* Task details
Below are the records. Restate word for word every line from the one that contains "For each instance of the dirt ground, drop" through the final line, both included.

(Image point grounding data)
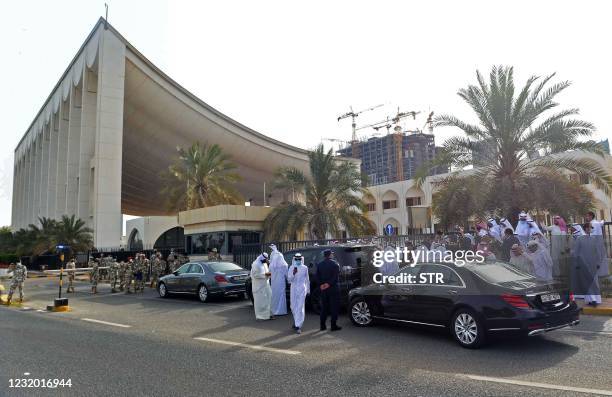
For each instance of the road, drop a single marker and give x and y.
(142, 345)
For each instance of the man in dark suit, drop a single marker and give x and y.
(327, 274)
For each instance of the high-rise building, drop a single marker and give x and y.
(393, 157)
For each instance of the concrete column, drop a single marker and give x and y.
(44, 171)
(87, 145)
(74, 139)
(26, 190)
(109, 142)
(62, 159)
(52, 176)
(16, 180)
(35, 181)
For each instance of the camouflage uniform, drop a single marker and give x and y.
(20, 272)
(144, 268)
(121, 271)
(94, 275)
(156, 270)
(114, 275)
(214, 255)
(171, 262)
(129, 276)
(70, 267)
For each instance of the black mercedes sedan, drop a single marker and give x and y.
(471, 301)
(204, 279)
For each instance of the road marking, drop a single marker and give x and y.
(254, 347)
(91, 320)
(576, 331)
(537, 384)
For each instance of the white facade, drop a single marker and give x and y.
(110, 127)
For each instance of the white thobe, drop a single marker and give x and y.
(262, 293)
(597, 230)
(300, 287)
(278, 268)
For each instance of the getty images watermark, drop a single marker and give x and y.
(386, 261)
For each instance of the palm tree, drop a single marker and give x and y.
(201, 176)
(322, 203)
(72, 231)
(523, 150)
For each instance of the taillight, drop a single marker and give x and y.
(220, 279)
(517, 301)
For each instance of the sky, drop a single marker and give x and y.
(289, 69)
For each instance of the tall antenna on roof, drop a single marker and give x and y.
(106, 17)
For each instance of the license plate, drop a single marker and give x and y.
(550, 298)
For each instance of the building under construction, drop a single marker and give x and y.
(393, 157)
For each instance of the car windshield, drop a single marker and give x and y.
(498, 272)
(223, 266)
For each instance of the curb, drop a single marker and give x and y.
(597, 311)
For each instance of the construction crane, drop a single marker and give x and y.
(353, 115)
(429, 123)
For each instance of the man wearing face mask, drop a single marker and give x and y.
(262, 292)
(300, 288)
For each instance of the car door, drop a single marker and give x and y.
(191, 280)
(433, 301)
(397, 298)
(173, 282)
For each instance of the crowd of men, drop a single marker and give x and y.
(575, 252)
(269, 275)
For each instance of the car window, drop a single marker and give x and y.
(183, 269)
(223, 266)
(499, 272)
(195, 268)
(449, 276)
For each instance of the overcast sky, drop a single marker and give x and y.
(288, 70)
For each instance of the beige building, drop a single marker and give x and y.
(407, 207)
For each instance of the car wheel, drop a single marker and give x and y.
(467, 329)
(162, 290)
(203, 293)
(361, 315)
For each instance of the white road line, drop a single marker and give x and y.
(576, 331)
(254, 347)
(537, 384)
(91, 320)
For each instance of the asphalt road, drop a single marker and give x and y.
(142, 345)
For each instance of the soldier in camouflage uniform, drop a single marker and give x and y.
(94, 275)
(213, 255)
(138, 272)
(121, 271)
(70, 268)
(20, 273)
(146, 267)
(114, 275)
(156, 270)
(129, 275)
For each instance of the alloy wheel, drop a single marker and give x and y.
(466, 329)
(360, 312)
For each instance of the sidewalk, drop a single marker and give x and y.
(605, 309)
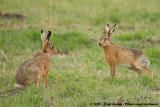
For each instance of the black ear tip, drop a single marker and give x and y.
(49, 32)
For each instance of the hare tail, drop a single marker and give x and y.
(18, 86)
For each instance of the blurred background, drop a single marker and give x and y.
(78, 75)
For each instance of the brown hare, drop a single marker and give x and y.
(31, 70)
(130, 58)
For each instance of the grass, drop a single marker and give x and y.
(81, 77)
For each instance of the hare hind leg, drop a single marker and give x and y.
(112, 71)
(145, 69)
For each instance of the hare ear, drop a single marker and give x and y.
(106, 29)
(111, 30)
(48, 36)
(43, 37)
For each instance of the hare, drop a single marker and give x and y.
(130, 58)
(31, 70)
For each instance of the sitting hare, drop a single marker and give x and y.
(130, 58)
(31, 70)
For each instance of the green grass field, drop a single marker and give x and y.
(78, 74)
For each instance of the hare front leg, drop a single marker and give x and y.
(45, 81)
(112, 70)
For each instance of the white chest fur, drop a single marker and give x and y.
(124, 65)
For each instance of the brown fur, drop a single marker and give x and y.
(130, 58)
(31, 70)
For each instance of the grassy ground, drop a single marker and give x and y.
(78, 77)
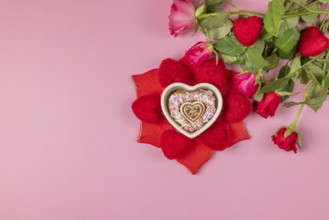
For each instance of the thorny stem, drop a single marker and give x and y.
(301, 8)
(231, 13)
(293, 124)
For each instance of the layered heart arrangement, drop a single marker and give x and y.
(191, 110)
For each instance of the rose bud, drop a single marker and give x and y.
(268, 105)
(286, 142)
(182, 17)
(246, 84)
(199, 53)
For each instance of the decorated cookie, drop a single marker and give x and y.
(192, 109)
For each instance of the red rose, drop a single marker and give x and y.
(286, 143)
(268, 105)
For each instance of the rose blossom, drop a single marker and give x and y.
(199, 53)
(246, 84)
(182, 17)
(268, 105)
(286, 143)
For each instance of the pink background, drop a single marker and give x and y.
(67, 134)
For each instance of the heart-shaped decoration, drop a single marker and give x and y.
(191, 109)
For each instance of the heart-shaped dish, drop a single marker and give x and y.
(191, 109)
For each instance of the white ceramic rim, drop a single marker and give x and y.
(177, 86)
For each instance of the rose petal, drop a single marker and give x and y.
(147, 83)
(239, 133)
(151, 133)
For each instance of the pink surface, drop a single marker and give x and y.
(67, 134)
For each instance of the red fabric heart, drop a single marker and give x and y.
(172, 71)
(174, 144)
(247, 30)
(191, 153)
(218, 136)
(312, 42)
(152, 104)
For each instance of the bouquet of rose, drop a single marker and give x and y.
(291, 31)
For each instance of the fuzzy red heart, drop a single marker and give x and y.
(247, 30)
(218, 136)
(174, 144)
(148, 109)
(312, 42)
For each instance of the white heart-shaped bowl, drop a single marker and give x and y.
(181, 86)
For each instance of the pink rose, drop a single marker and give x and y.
(268, 105)
(199, 53)
(246, 84)
(182, 17)
(286, 143)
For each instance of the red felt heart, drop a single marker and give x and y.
(312, 42)
(247, 30)
(148, 109)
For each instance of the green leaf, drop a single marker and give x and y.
(273, 61)
(292, 21)
(325, 27)
(212, 5)
(286, 91)
(295, 68)
(315, 96)
(284, 71)
(230, 59)
(287, 42)
(304, 79)
(275, 85)
(291, 104)
(311, 19)
(314, 72)
(254, 60)
(200, 10)
(273, 17)
(229, 46)
(220, 32)
(260, 45)
(214, 21)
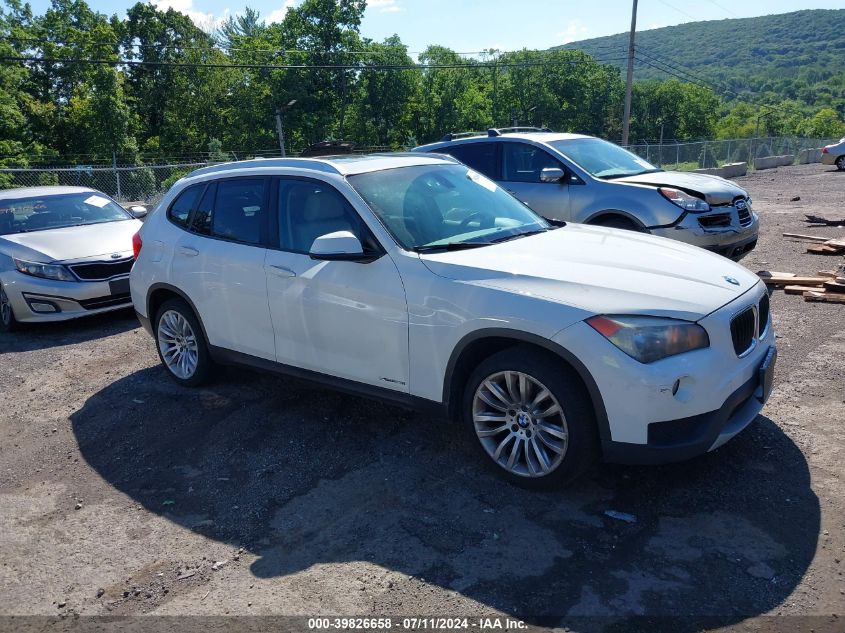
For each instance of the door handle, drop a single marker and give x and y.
(281, 271)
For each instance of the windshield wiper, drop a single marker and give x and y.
(449, 246)
(516, 235)
(638, 173)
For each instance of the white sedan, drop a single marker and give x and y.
(65, 252)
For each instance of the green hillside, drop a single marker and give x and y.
(798, 55)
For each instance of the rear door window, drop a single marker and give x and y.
(180, 211)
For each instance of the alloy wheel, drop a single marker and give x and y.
(520, 424)
(178, 344)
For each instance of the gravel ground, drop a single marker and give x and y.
(124, 494)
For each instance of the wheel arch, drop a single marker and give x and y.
(606, 214)
(159, 293)
(476, 346)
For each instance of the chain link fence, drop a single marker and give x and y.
(126, 183)
(148, 183)
(707, 154)
(135, 183)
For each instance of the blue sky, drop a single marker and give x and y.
(472, 25)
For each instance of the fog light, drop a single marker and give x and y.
(37, 306)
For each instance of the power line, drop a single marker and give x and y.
(360, 66)
(681, 11)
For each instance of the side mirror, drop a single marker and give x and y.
(551, 174)
(338, 246)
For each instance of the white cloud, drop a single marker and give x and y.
(575, 30)
(279, 14)
(385, 6)
(205, 21)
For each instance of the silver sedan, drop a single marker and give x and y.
(65, 252)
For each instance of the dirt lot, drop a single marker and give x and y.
(123, 494)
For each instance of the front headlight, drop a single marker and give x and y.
(648, 339)
(684, 200)
(47, 271)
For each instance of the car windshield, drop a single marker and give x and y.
(41, 213)
(603, 159)
(434, 207)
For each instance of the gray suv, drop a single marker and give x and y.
(592, 181)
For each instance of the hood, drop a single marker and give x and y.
(72, 243)
(603, 271)
(715, 190)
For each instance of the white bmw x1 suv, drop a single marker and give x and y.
(413, 278)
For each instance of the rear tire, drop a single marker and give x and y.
(618, 222)
(181, 344)
(531, 418)
(8, 322)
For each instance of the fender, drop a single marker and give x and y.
(164, 286)
(525, 337)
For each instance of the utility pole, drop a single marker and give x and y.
(280, 125)
(626, 118)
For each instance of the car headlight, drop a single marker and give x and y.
(47, 271)
(648, 339)
(684, 200)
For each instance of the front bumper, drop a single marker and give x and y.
(37, 300)
(678, 440)
(680, 406)
(730, 239)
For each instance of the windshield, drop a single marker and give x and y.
(41, 213)
(603, 159)
(430, 206)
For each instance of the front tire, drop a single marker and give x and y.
(181, 345)
(8, 322)
(531, 418)
(618, 222)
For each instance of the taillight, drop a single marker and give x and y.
(136, 244)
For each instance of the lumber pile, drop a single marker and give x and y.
(817, 220)
(820, 245)
(828, 286)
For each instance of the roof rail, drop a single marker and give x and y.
(266, 162)
(505, 130)
(451, 136)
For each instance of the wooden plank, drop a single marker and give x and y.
(795, 281)
(763, 274)
(809, 238)
(824, 249)
(800, 290)
(824, 297)
(834, 286)
(815, 219)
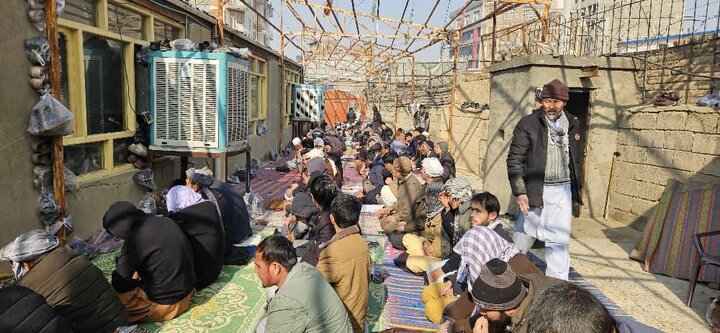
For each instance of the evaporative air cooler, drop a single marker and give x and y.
(307, 102)
(199, 101)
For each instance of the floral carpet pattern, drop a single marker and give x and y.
(234, 303)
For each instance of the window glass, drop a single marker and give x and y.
(254, 97)
(165, 31)
(125, 22)
(85, 158)
(120, 152)
(81, 11)
(104, 84)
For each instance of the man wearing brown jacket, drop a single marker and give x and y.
(404, 217)
(67, 280)
(345, 259)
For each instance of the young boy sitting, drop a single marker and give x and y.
(485, 208)
(491, 244)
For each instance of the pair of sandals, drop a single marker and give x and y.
(666, 99)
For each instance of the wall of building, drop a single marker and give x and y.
(88, 205)
(698, 57)
(511, 97)
(85, 206)
(18, 99)
(469, 132)
(657, 144)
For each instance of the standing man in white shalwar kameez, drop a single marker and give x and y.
(546, 177)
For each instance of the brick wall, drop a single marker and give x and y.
(696, 57)
(657, 144)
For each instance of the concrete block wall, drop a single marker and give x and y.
(657, 144)
(696, 57)
(470, 129)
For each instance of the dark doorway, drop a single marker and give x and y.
(579, 106)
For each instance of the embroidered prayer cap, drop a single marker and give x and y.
(459, 188)
(29, 246)
(432, 167)
(404, 165)
(497, 288)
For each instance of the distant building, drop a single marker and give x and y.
(475, 41)
(239, 17)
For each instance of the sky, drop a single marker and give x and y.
(388, 8)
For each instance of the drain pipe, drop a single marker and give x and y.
(610, 182)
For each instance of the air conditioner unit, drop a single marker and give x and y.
(307, 102)
(199, 101)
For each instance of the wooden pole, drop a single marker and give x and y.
(456, 49)
(221, 24)
(283, 105)
(412, 80)
(494, 42)
(546, 23)
(54, 77)
(395, 104)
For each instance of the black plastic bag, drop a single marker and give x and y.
(47, 209)
(37, 50)
(50, 118)
(145, 178)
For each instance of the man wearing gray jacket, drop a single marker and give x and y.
(545, 176)
(304, 300)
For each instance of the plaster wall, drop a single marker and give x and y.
(657, 144)
(88, 205)
(511, 97)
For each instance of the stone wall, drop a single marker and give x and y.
(696, 57)
(657, 144)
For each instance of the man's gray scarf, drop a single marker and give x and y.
(557, 170)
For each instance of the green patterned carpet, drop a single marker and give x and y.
(376, 302)
(234, 303)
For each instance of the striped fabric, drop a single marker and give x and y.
(666, 243)
(404, 307)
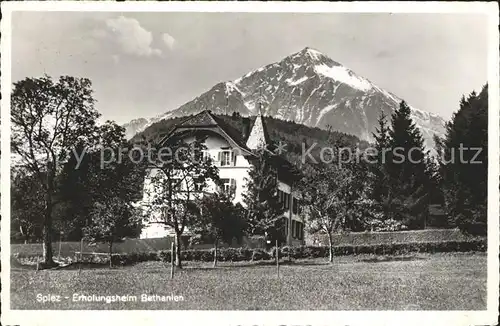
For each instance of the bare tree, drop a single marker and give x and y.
(48, 119)
(179, 174)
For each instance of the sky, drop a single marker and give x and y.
(144, 64)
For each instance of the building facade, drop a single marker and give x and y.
(232, 152)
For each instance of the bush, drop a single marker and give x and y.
(258, 254)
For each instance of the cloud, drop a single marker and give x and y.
(169, 40)
(132, 37)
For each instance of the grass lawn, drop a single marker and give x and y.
(424, 282)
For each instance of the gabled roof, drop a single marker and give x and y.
(259, 137)
(206, 120)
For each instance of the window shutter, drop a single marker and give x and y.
(233, 186)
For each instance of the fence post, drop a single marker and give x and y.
(81, 256)
(60, 240)
(277, 259)
(172, 260)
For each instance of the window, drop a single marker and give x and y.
(298, 231)
(284, 198)
(198, 186)
(228, 186)
(295, 208)
(227, 158)
(206, 156)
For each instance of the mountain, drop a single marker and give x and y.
(308, 88)
(134, 126)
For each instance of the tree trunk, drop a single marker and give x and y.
(178, 241)
(47, 235)
(330, 244)
(215, 253)
(111, 254)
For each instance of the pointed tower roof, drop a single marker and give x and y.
(258, 138)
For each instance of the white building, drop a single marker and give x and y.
(232, 152)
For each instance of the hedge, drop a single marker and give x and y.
(257, 254)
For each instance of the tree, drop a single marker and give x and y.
(380, 177)
(405, 172)
(261, 199)
(48, 119)
(99, 173)
(26, 205)
(174, 183)
(220, 220)
(112, 221)
(335, 199)
(463, 163)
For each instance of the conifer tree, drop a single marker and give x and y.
(379, 159)
(407, 180)
(464, 172)
(261, 198)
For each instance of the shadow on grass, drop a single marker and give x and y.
(390, 258)
(259, 263)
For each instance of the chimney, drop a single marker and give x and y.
(246, 128)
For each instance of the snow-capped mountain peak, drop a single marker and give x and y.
(309, 88)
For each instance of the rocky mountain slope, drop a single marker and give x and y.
(308, 88)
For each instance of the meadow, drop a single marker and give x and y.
(156, 244)
(441, 281)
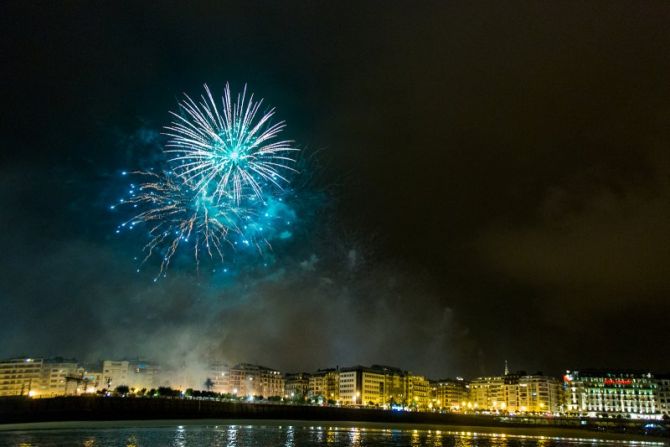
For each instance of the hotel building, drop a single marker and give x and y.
(255, 380)
(597, 393)
(20, 377)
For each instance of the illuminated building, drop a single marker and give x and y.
(325, 383)
(663, 394)
(360, 385)
(91, 382)
(515, 393)
(535, 393)
(448, 394)
(396, 386)
(60, 377)
(20, 377)
(219, 374)
(296, 385)
(255, 380)
(596, 393)
(486, 394)
(143, 374)
(115, 373)
(419, 392)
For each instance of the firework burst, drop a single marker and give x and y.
(175, 215)
(228, 151)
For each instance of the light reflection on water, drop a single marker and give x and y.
(289, 435)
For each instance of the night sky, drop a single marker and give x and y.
(493, 183)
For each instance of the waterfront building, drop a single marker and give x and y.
(360, 385)
(449, 394)
(514, 393)
(396, 385)
(325, 383)
(143, 374)
(419, 392)
(296, 385)
(60, 377)
(219, 374)
(486, 394)
(598, 393)
(663, 394)
(115, 373)
(20, 377)
(254, 380)
(535, 393)
(91, 382)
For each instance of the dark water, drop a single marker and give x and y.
(286, 435)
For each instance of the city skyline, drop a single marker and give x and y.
(594, 393)
(477, 183)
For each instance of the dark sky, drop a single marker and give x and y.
(498, 176)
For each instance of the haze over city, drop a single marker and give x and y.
(481, 184)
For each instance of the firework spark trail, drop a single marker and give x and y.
(175, 214)
(225, 184)
(228, 153)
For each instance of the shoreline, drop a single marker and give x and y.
(25, 412)
(569, 434)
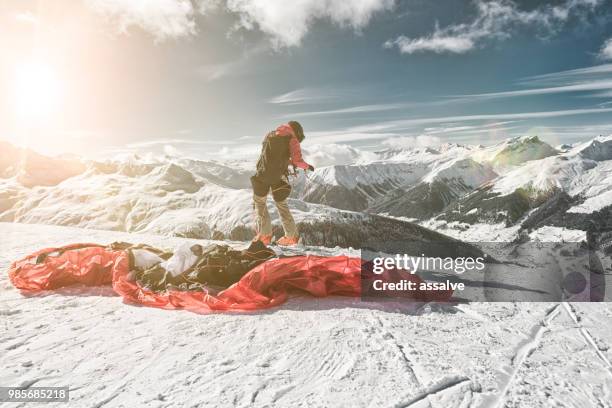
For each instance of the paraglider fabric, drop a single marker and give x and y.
(268, 284)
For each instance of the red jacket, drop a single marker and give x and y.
(294, 147)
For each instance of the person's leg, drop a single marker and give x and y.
(286, 219)
(280, 192)
(263, 224)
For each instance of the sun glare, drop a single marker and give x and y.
(37, 92)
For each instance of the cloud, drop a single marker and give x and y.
(401, 124)
(27, 18)
(302, 96)
(581, 87)
(330, 154)
(353, 109)
(164, 19)
(285, 23)
(405, 142)
(605, 53)
(495, 20)
(288, 22)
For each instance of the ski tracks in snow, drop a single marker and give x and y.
(523, 351)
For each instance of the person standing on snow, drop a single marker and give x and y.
(280, 148)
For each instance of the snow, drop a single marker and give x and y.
(308, 352)
(557, 234)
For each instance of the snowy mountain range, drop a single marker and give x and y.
(520, 183)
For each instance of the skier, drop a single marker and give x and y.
(280, 148)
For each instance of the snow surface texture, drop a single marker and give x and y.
(309, 352)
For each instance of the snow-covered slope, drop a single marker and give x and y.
(164, 197)
(502, 183)
(309, 352)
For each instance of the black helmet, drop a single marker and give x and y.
(298, 130)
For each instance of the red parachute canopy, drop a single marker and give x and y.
(266, 285)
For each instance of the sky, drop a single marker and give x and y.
(209, 78)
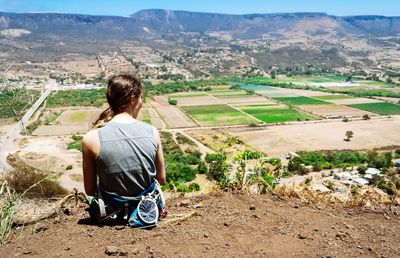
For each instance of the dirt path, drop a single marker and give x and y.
(222, 226)
(229, 105)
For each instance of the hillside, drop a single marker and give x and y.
(227, 225)
(165, 21)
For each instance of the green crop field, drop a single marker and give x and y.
(146, 116)
(301, 101)
(255, 87)
(220, 87)
(241, 105)
(218, 115)
(14, 103)
(379, 108)
(95, 97)
(233, 95)
(78, 116)
(330, 97)
(277, 115)
(193, 95)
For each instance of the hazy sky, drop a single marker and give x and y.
(127, 7)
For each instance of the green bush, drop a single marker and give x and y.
(193, 187)
(172, 102)
(202, 168)
(218, 166)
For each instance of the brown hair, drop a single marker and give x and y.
(120, 90)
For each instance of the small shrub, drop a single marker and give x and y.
(43, 186)
(173, 102)
(202, 168)
(181, 139)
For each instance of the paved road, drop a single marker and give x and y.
(13, 132)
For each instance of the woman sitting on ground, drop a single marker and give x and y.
(122, 153)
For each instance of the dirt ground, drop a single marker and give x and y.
(197, 101)
(353, 101)
(224, 225)
(310, 136)
(174, 117)
(50, 154)
(334, 110)
(64, 126)
(247, 100)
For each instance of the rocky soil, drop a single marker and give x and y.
(221, 225)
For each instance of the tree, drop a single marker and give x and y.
(349, 135)
(366, 117)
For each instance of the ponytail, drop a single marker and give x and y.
(104, 118)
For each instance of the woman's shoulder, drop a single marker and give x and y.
(91, 137)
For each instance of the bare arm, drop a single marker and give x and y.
(160, 166)
(90, 152)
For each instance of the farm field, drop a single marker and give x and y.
(301, 101)
(144, 115)
(174, 117)
(276, 115)
(332, 111)
(255, 87)
(187, 95)
(13, 103)
(379, 108)
(350, 101)
(155, 119)
(217, 115)
(70, 122)
(281, 139)
(198, 101)
(333, 97)
(251, 100)
(220, 87)
(94, 97)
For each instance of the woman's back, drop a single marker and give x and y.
(126, 161)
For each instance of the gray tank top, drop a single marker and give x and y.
(126, 162)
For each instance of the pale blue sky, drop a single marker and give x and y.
(127, 7)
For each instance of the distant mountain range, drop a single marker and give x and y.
(157, 22)
(263, 40)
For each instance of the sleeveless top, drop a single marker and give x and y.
(126, 162)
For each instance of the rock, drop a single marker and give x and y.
(340, 235)
(149, 250)
(122, 252)
(41, 227)
(349, 226)
(301, 236)
(67, 211)
(184, 203)
(111, 250)
(199, 205)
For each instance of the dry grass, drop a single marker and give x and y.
(365, 198)
(39, 183)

* Solved exercise
For each instance of the dirt ground, drop a single marker and give x and y.
(197, 101)
(353, 101)
(224, 225)
(310, 136)
(174, 117)
(50, 154)
(334, 110)
(64, 126)
(247, 100)
For each instance of the rocky soil, drop a single marker and give x and y.
(221, 225)
For each instance of the tree, drop a single marker and give x and y.
(349, 135)
(366, 117)
For each instance of the ponytail, drop a single marker and give x and y.
(104, 118)
For each instance of the woman's shoulder, drop a single marker and give x and y.
(91, 137)
For each instance of the bare arm, drop a single marker and give x and y.
(160, 166)
(90, 152)
For each instance of the farm field, drop a single marker and give x and y.
(301, 101)
(144, 115)
(174, 117)
(276, 115)
(332, 111)
(255, 87)
(187, 95)
(13, 103)
(379, 108)
(350, 101)
(155, 119)
(217, 115)
(70, 122)
(281, 139)
(198, 101)
(333, 97)
(251, 100)
(220, 87)
(94, 97)
For each instance of the woman's back, drop a single marker and give x and y.
(126, 161)
For each instance of the gray tank top, drop a single marker and give x and y.
(126, 162)
For each instance of the pale blue sky, drop a single marker and give x and y.
(127, 7)
For each instance of the distant mountain range, drop a single marker and give x and y.
(157, 22)
(263, 40)
For each instance of the sleeveless top, drop a single marker and give x and y.
(126, 162)
For each instance of the rock, drop a single marker and give x and y.
(340, 235)
(149, 250)
(122, 252)
(41, 227)
(349, 226)
(301, 236)
(67, 211)
(184, 203)
(111, 250)
(199, 205)
For each instance of the dry grass, drop a single marker and give x and y.
(365, 198)
(39, 183)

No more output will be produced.